◆ What you should do
Below are some records; output exactly the lines from the line with "car in the image above." to the line with "jacket in the image above.", both ends kept, and nothing more.

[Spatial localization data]
***

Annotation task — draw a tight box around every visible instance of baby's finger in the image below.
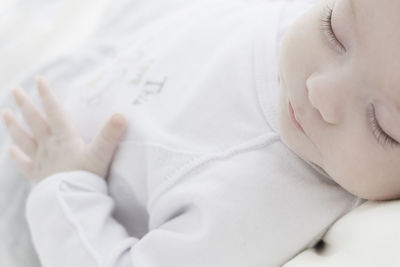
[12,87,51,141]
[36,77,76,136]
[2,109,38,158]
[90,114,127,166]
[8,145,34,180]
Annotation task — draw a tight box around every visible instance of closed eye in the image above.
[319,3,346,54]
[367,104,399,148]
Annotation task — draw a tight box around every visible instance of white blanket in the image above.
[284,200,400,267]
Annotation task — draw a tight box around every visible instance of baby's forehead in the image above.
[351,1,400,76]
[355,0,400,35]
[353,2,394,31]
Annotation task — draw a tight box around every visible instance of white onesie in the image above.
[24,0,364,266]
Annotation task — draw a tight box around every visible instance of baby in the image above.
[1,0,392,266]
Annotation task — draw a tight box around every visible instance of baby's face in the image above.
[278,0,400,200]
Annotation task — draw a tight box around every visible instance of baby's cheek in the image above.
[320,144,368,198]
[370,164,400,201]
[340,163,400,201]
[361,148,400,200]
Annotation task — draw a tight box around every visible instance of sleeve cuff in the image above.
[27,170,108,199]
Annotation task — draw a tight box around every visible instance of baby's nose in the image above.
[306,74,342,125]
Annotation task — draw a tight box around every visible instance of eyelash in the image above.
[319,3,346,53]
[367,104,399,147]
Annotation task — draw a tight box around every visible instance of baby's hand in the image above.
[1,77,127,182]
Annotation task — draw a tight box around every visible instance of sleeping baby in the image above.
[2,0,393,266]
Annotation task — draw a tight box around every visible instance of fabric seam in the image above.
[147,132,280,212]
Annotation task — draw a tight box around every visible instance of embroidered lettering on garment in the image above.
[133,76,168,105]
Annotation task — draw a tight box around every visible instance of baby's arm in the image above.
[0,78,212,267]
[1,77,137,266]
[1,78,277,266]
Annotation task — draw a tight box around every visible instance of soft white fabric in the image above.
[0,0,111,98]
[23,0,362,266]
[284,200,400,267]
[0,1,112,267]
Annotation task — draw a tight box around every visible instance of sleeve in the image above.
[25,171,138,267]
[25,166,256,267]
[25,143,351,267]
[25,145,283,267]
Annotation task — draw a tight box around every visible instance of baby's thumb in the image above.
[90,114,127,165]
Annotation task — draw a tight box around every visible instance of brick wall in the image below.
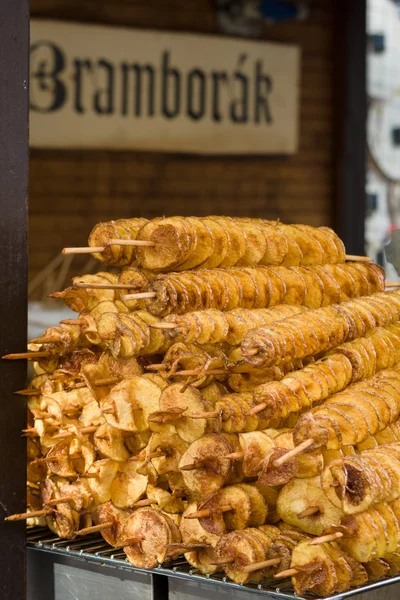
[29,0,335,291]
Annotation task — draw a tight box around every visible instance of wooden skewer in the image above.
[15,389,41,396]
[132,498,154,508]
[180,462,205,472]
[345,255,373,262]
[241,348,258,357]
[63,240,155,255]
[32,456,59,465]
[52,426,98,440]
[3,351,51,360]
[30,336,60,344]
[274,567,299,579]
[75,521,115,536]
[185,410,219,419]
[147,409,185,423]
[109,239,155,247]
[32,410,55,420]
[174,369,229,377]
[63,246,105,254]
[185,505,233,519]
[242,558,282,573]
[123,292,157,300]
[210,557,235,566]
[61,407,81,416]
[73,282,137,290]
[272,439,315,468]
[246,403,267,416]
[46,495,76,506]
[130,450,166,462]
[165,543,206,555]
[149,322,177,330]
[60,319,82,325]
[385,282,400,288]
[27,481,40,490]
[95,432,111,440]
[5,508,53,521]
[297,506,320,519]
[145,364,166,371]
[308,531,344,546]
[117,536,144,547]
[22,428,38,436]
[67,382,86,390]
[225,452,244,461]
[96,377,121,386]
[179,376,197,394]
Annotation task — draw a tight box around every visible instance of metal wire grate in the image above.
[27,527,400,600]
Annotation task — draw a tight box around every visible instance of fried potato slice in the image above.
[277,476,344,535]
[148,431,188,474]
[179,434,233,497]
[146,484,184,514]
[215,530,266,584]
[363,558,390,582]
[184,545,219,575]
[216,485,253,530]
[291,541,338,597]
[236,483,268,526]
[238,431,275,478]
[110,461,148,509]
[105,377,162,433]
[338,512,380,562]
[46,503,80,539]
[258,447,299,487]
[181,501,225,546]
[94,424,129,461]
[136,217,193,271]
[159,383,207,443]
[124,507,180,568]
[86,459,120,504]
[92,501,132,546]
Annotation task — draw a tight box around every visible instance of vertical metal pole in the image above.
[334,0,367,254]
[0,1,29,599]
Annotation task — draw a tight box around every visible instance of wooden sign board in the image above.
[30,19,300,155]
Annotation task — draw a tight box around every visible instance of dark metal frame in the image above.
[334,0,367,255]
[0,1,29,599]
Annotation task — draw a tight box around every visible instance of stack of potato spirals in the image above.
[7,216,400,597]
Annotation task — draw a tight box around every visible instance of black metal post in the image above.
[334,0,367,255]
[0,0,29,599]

***

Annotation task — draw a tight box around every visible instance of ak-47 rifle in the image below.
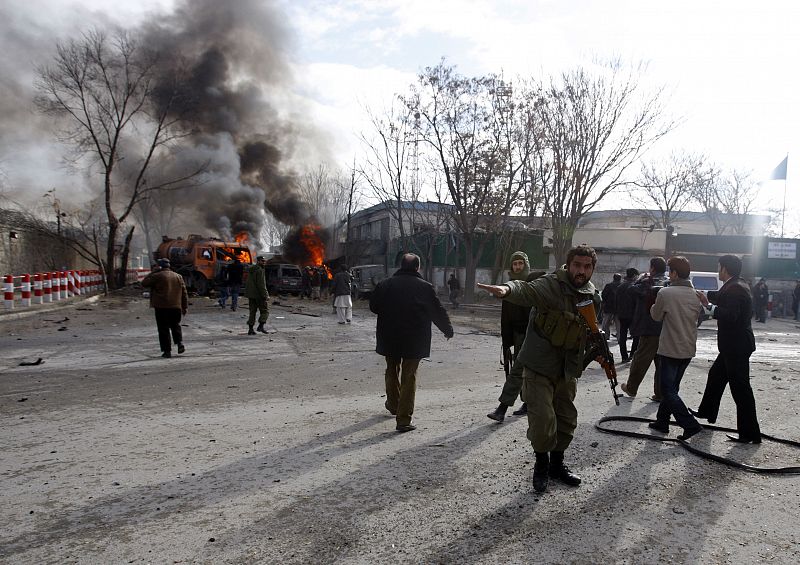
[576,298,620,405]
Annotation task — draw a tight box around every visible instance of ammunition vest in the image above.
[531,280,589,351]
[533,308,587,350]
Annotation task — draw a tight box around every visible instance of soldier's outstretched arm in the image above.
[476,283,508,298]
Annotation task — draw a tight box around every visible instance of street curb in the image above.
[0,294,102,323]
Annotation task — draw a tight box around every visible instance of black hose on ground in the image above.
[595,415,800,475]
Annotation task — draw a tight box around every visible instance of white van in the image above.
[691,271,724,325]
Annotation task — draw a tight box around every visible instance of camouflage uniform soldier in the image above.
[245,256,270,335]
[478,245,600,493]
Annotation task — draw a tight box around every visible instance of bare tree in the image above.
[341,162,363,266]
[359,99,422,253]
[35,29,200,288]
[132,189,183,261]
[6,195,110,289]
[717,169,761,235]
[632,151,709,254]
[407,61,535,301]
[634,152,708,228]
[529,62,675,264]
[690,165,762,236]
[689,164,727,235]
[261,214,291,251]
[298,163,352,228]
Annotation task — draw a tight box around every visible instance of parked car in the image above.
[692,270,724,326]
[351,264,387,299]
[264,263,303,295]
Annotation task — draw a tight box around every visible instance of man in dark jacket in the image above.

***

◆ Solution to this problem
Annotation task — draw a tight box around every visible instance of parked car in the image above.
[692,270,724,326]
[351,264,387,299]
[264,263,303,295]
Annotation task — draw a tight box around every visible instance of man in dark jacket in the image above.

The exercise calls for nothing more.